--- start Provided passage ---
Indexes

Indexes are usually created on one or more columns in a table and can greatly improve the performance of queries, particularly for tables that are large in size or accessed frequently. Indexes are usually created on non-primary columns to speed up point-select queries on those columns.

Benefits of using indexes

In general, using indexes can significantly enhance the performance and efficiency of the system.

When to use indexes

Indexes can be particularly useful for optimizing the performance of queries that retrieve a small number of records from a large dataset. In RisingWave, indexes can speed up batch queries.

How to use indexes

You can use the CREATE INDEX command to construct an index on a table or a materialized view. The syntax is as follows:

CREATE INDEX [IF NOT EXISTS] index_name ON object_name ( index_column [ ASC | DESC ], [, ...] )
[ INCLUDE ( include_column [, ...] ) ]
[ DISTRIBUTED BY ( distributed_column [, ...] ) ];

In short,

All columns from the materialized view that are referenced in the SELECT clause should be included in the INCLUDE clause when creating the index.
--- end Provided passage ---
--- start Data block ---
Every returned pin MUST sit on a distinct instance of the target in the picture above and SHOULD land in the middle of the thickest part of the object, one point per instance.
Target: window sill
--- end Data block ---
**Required tasks:**
1. In the indexes passage, what kind of queries can indexes speed up in RisingWave?
2. From the indexes passage, write out word for word the part that opens with the words containing "When to use" and closes with "ASC | DESC ], [, ...] )".

**Responses to the exercise:**
1. Batch queries.

2.
When to use indexes

Indexes can be particularly useful for optimizing the performance of queries that retrieve a small number of records from a large dataset. In RisingWave, indexes can speed up batch queries.

How to use indexes

You can use the CREATE INDEX command to construct an index on a table or a materialized view. The syntax is as follows:

CREATE INDEX [IF NOT EXISTS] index_name ON object_name ( index_column [ ASC | DESC ], [, ...] )